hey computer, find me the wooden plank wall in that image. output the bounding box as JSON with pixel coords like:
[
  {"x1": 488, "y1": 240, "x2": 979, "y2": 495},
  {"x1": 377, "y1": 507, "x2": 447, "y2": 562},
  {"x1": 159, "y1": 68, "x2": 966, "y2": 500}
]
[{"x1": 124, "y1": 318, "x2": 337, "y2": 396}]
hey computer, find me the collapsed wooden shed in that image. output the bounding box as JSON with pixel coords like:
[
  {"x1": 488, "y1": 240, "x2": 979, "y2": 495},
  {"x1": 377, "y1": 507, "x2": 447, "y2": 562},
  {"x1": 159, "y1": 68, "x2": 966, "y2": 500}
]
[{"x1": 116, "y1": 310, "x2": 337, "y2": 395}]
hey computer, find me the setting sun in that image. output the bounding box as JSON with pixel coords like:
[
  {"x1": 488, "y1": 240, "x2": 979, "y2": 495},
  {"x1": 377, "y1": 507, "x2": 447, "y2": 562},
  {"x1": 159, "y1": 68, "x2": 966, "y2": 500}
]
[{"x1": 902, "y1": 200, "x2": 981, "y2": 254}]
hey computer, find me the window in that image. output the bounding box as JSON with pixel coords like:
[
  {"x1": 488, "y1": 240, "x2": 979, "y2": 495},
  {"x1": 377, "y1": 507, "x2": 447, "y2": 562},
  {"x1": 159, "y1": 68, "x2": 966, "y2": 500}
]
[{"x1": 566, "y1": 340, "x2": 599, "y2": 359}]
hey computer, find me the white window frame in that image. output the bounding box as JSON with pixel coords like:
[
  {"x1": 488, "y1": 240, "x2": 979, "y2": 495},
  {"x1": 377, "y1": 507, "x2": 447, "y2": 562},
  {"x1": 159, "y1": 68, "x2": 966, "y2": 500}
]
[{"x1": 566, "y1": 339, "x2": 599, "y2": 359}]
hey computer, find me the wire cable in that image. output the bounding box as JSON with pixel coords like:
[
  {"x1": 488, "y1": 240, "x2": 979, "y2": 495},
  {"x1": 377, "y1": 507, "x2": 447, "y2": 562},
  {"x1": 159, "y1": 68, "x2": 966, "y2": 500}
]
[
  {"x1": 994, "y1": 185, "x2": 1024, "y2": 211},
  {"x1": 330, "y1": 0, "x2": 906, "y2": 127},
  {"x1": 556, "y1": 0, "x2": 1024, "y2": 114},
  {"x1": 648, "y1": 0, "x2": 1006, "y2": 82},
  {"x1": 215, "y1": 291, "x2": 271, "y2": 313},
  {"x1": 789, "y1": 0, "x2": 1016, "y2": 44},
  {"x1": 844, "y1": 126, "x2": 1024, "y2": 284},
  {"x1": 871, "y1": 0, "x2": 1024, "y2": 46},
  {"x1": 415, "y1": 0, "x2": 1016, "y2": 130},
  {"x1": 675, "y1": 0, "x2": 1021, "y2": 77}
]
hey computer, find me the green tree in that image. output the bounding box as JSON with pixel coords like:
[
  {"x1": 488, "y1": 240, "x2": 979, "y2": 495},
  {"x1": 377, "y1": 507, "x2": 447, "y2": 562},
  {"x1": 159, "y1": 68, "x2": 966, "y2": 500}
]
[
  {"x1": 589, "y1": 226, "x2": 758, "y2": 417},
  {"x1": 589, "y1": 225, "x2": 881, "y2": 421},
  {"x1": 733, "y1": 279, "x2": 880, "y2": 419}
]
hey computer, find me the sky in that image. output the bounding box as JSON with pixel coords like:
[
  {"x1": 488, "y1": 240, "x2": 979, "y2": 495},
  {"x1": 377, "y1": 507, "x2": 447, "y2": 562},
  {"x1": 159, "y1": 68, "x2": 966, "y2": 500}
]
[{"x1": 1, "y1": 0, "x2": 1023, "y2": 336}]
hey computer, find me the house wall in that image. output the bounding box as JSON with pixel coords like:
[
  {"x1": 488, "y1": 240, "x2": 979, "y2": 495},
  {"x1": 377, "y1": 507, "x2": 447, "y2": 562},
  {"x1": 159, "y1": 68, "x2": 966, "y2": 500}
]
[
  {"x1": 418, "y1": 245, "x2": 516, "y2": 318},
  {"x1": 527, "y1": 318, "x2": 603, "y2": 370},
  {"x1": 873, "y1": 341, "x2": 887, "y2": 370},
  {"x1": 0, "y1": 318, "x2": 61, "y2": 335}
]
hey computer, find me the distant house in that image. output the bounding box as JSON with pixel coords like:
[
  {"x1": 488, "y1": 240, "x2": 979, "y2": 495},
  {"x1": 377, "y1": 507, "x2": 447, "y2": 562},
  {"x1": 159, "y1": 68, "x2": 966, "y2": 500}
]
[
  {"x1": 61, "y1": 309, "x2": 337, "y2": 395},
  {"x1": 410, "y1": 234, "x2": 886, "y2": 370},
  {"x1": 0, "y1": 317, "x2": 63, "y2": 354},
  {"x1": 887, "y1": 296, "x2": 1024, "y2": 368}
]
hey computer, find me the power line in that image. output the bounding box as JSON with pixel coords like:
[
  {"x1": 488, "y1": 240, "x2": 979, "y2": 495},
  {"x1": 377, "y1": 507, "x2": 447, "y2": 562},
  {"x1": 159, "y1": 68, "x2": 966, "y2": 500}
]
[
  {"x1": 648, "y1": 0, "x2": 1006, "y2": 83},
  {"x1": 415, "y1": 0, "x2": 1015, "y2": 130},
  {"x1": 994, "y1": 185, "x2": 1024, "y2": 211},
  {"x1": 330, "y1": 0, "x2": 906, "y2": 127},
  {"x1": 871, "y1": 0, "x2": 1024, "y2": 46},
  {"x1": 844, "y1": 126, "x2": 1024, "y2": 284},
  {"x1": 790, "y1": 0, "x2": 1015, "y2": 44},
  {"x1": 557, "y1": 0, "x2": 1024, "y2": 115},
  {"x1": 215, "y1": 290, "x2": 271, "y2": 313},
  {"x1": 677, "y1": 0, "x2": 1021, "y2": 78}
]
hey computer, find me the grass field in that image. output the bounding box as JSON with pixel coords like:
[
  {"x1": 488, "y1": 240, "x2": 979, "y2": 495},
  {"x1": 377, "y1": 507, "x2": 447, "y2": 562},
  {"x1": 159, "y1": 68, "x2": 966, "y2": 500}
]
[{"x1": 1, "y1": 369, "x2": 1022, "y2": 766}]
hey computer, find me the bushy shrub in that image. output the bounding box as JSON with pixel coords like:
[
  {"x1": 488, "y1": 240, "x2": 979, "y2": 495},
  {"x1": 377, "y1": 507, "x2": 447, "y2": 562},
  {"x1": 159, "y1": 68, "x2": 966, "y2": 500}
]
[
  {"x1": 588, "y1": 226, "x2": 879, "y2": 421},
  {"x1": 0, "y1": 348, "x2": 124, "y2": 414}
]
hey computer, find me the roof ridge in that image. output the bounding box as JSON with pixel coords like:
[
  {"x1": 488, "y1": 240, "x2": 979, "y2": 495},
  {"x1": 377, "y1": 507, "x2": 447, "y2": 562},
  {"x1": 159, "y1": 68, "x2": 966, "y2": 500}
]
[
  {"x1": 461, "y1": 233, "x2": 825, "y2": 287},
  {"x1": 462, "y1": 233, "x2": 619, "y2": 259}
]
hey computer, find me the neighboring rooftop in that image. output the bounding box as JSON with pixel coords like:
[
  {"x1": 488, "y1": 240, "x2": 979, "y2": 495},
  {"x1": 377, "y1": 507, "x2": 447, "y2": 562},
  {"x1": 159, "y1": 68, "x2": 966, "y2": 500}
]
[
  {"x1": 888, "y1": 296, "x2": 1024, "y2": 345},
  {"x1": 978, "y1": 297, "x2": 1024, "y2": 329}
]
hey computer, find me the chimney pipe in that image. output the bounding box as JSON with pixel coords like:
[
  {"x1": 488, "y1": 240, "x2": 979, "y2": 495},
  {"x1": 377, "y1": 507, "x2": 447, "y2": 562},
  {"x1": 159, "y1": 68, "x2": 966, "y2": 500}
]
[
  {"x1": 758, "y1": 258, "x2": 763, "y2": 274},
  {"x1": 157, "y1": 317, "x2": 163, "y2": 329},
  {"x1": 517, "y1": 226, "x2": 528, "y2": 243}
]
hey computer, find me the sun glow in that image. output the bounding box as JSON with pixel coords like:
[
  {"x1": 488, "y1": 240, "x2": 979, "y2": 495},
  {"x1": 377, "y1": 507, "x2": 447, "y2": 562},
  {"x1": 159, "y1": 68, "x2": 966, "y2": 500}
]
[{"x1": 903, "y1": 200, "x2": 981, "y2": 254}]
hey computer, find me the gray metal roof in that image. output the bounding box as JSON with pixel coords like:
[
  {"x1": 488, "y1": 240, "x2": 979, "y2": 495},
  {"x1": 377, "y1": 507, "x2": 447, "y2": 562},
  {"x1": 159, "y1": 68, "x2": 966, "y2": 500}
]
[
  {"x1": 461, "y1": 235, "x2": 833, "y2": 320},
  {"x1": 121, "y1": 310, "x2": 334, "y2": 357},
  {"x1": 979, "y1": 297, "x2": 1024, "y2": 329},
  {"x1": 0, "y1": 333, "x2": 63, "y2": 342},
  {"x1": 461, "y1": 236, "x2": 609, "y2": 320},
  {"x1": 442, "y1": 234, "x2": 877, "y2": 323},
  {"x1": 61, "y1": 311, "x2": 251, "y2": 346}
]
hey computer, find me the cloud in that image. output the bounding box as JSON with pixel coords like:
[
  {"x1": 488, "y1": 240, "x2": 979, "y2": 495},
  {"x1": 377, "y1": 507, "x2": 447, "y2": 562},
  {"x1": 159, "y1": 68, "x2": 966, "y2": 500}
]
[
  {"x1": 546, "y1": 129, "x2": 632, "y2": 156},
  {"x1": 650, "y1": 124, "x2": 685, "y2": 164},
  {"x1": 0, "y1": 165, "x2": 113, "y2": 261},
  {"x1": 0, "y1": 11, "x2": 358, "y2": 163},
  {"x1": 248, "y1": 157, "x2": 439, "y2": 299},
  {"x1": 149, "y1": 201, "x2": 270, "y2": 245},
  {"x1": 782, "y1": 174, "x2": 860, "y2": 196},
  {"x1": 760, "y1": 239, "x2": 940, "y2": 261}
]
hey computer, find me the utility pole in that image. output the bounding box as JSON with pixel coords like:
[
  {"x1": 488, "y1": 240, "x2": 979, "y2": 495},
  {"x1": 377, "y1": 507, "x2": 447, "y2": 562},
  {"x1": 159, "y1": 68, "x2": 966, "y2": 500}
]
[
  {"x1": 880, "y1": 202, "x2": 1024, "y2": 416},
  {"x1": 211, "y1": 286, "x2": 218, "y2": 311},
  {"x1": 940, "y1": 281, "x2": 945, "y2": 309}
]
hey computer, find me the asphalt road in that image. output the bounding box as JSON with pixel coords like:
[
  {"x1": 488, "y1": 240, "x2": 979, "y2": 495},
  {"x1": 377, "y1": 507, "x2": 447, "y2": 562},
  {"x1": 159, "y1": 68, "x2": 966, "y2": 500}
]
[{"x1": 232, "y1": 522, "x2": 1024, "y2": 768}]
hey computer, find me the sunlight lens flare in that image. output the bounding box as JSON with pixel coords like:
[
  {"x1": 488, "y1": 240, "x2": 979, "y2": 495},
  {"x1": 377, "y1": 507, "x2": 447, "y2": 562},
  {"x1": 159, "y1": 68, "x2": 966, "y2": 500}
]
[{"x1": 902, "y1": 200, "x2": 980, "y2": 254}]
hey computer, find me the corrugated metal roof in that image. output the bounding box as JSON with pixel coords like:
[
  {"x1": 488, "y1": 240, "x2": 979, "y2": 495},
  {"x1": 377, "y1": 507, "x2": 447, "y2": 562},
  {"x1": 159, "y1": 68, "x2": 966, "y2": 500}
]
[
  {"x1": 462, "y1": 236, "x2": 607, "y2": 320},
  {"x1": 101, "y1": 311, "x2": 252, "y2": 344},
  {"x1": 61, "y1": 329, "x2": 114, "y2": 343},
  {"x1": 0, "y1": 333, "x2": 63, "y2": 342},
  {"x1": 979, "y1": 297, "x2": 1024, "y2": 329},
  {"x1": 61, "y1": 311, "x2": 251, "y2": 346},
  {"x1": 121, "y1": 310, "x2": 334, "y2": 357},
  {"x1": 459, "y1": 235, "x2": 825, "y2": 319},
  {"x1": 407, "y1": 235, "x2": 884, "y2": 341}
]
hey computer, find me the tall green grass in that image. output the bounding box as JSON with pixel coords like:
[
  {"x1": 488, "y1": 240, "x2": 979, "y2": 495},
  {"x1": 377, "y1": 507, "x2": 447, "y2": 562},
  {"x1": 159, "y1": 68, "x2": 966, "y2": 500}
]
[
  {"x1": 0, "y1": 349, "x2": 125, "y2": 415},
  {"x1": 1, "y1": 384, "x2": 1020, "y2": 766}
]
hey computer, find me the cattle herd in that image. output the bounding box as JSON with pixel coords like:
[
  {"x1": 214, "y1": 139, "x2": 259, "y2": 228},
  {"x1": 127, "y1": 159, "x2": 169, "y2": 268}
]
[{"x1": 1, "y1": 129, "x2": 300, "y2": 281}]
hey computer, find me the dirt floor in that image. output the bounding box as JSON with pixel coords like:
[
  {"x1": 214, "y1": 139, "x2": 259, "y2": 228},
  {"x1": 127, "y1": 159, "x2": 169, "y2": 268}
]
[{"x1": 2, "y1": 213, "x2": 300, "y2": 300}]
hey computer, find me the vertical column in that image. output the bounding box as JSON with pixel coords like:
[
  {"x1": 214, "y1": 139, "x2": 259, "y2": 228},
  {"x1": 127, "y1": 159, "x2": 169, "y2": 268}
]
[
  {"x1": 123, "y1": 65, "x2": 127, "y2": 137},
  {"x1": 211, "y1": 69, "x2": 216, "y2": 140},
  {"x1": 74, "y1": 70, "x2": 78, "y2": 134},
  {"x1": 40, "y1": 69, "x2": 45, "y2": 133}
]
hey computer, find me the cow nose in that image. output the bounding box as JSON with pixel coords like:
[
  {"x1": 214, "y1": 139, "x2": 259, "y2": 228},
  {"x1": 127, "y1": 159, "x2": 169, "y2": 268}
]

####

» **Task description**
Return, in full, every line of these entries that holds "metal".

» **Completed exercise**
hey computer, find me the gray metal roof in that image. output the bounding box as JSON with pixel coords like:
hey computer, find me the corrugated metal roof in that image. output the bounding box as JSON with pixel coords like:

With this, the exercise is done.